#### [EXERCISE]
In the forum thread on braking below, rewrite the part that begins with "# Braking Techniques;" and ends with "help to advise.", changing "poor habits" to "bad habits".

:: DOCUMENT TEXT

# Braking Techniques; steep tech and cornering



## 211 (Aug 19, 2010)

I've been riding bikes a while now. Long enough to know that I should probably be better than I really am. 
One of my downfalls is my braking technique. I know I have developed poor habits and although I know exactly what I'm doing wrong and what I think I 'need' to do it's hard to apply that on the trail when things are coming up on me so fast.
Anyway, I have a few question and hope some of you with more skills can help to advise. 

When riding steep, fast, tech is it better to be on the front or back brake more? I find that if I'm more heavy on the front brake I wash out, back brake is fine but I feel I skid too much. 
Cornering, this is where I have horrible habits; obviously the rule is brake before the corner NOT in it, again, front or back or both equally? And when I'm approaching the corner, berm, etc do I want to be completely off the brakes before I initiate the turn or is it okay to be braking up-to and in-to the first part of the corner?


----------



## ajdemo76 (Mar 25, 2009)

What I learned at the BetterRide DH camp:

Steep, fast, techy stuff: Brake front and rear before and use your rear only to manage your speed, but don't lock up. Try this.... Stand next to your bike and put your finger on the back of your seat. Start pushing your bike while slowly pulling in on your rear brake. Notice when you lock up on the rear, it acutally slides easier. Locking up your brakes is bad news. It just turns your tires into plows instead of rolling over and grabbing the terrain to slow down. Gotta learn to apply as much brake without locking up.

With corners, brake before to check your speed and let off as you go through and are looking through the exit. If you still have too much speed, you can brake check your rear, but stay off the front. Use your front brake when going straight, not in corners. Also get low on the bike when braking hard.

::::
:: INFORMATION SUPPLIED

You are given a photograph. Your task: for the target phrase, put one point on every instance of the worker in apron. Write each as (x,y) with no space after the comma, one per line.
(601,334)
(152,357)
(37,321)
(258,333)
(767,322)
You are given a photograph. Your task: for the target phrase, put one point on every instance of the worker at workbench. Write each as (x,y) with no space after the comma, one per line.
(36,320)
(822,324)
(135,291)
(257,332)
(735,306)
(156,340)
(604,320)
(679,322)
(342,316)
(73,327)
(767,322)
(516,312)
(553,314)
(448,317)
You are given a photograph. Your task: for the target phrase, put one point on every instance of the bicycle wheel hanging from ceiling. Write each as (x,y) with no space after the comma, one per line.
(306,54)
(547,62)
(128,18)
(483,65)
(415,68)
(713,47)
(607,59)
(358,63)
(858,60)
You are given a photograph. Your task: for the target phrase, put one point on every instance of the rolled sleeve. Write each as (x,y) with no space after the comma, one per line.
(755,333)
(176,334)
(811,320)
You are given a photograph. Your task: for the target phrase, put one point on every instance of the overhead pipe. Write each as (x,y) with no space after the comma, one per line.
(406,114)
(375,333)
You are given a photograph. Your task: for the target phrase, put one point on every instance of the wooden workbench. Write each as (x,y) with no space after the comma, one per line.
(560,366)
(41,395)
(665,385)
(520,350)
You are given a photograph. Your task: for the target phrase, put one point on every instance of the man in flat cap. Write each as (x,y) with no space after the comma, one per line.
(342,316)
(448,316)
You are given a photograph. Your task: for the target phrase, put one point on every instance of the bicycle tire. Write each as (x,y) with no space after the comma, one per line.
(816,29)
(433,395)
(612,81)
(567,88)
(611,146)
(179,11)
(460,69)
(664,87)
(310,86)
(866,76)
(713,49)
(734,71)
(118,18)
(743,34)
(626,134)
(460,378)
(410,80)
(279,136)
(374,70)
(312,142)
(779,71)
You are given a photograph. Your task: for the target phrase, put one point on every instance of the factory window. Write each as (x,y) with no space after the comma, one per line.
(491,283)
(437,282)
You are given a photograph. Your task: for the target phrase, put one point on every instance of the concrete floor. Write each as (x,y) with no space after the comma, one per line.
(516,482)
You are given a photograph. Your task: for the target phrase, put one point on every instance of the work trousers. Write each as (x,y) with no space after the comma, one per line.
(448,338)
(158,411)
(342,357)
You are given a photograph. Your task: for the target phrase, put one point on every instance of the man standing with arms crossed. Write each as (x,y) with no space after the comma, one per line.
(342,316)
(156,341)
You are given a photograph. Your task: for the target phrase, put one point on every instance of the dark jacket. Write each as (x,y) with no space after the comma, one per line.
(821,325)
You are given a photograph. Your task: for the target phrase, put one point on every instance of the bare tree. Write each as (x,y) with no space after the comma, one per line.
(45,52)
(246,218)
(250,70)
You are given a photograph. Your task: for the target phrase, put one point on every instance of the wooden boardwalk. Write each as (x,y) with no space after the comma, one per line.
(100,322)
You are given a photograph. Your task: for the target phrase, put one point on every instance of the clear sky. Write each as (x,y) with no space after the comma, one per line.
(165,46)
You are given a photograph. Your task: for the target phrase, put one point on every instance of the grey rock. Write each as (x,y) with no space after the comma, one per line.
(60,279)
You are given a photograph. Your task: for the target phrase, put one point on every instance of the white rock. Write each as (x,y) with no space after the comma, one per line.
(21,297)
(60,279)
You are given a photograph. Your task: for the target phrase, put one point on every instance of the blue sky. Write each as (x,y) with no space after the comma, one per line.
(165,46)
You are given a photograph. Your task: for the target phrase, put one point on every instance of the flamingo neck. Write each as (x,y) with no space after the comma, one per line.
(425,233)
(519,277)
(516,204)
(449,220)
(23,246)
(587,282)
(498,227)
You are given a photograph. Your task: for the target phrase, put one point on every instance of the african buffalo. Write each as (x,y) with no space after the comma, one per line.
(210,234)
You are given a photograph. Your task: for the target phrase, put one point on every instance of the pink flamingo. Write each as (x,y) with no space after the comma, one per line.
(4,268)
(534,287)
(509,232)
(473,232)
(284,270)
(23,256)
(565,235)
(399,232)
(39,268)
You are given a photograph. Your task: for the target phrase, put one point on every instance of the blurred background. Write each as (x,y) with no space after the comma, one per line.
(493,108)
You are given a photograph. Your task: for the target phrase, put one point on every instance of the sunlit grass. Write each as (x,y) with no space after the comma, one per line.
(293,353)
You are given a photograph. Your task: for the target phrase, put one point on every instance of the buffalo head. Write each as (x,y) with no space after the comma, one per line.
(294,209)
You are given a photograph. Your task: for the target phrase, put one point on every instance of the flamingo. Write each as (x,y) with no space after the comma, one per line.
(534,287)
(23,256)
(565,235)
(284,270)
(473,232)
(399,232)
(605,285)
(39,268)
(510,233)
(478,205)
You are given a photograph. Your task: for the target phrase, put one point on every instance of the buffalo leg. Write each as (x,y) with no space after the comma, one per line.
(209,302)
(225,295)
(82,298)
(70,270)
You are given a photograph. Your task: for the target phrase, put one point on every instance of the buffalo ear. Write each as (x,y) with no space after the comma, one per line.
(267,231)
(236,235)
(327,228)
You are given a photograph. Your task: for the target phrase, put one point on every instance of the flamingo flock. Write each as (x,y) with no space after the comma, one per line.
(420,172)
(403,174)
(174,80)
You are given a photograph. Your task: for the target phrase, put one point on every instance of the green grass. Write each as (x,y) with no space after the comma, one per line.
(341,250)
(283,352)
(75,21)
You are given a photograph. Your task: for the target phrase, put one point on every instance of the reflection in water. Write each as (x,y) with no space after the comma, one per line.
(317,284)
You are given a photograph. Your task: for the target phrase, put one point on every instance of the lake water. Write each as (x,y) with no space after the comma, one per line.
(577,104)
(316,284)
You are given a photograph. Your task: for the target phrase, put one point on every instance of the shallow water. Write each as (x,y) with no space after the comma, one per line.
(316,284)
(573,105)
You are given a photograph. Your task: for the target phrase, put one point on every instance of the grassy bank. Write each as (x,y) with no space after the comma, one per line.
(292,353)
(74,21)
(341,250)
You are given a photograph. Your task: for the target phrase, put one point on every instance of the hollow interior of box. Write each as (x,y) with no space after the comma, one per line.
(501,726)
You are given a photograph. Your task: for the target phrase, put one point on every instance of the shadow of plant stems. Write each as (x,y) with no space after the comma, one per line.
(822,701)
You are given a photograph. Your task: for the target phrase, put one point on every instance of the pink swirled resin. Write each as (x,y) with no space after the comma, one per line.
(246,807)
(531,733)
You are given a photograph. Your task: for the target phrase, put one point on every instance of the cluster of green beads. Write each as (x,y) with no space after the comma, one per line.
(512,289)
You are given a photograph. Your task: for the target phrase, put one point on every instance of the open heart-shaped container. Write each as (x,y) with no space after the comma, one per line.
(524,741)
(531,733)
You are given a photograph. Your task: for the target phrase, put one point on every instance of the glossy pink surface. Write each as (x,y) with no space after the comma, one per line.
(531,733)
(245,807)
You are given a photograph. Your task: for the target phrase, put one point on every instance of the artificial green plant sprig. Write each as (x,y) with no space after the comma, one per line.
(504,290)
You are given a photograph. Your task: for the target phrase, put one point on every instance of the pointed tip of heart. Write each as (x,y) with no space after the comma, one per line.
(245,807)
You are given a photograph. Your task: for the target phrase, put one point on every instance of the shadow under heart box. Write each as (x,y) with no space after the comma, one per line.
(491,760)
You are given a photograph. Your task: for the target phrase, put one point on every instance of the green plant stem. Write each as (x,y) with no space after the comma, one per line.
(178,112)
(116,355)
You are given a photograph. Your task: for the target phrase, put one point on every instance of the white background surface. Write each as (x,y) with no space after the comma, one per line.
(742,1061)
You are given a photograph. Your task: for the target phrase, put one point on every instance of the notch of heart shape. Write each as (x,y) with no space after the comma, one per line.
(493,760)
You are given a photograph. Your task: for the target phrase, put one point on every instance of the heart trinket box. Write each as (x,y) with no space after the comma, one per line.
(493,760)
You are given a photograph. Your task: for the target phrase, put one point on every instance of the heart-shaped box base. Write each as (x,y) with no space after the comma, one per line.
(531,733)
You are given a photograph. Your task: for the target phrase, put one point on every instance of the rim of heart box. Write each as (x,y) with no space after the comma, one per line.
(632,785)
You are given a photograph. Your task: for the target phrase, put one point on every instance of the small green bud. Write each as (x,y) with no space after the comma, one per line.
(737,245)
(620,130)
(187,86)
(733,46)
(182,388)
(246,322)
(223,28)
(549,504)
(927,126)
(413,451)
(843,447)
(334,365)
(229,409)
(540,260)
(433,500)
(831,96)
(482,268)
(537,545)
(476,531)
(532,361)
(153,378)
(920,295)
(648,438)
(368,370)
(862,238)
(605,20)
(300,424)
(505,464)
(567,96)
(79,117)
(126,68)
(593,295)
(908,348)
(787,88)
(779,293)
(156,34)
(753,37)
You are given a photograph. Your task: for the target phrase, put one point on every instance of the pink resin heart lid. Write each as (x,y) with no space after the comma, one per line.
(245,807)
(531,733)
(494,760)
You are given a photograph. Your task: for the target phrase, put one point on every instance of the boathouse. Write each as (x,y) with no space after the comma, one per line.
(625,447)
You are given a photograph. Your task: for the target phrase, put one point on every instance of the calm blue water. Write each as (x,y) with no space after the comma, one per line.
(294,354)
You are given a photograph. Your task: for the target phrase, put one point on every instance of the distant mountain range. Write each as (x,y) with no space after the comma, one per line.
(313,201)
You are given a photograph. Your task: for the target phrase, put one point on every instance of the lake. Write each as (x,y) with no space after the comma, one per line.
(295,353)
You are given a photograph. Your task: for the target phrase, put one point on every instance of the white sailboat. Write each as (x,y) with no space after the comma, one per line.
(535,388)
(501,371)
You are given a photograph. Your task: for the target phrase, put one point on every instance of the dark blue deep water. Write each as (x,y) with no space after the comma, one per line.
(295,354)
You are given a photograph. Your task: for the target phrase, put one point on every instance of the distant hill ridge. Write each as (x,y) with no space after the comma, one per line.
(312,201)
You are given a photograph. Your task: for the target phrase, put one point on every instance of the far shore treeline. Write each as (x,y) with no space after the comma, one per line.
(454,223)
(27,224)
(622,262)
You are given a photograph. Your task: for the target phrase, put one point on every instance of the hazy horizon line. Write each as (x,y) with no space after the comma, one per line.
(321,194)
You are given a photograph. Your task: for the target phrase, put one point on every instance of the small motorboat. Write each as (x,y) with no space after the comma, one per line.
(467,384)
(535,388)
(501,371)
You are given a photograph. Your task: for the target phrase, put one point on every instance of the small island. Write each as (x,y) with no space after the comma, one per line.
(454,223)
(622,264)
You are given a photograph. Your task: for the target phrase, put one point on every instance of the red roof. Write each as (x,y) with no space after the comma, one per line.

::::

#### [RESPONSE TO THE TASK]
# Braking Techniques; steep tech and cornering



## 211 (Aug 19, 2010)

I've been riding bikes a while now. Long enough to know that I should probably be better than I really am. 
One of my downfalls is my braking technique. I know I have developed bad habits and although I know exactly what I'm doing wrong and what I think I 'need' to do it's hard to apply that on the trail when things are coming up on me so fast.
Anyway, I have a few question and hope some of you with more skills can help to advise.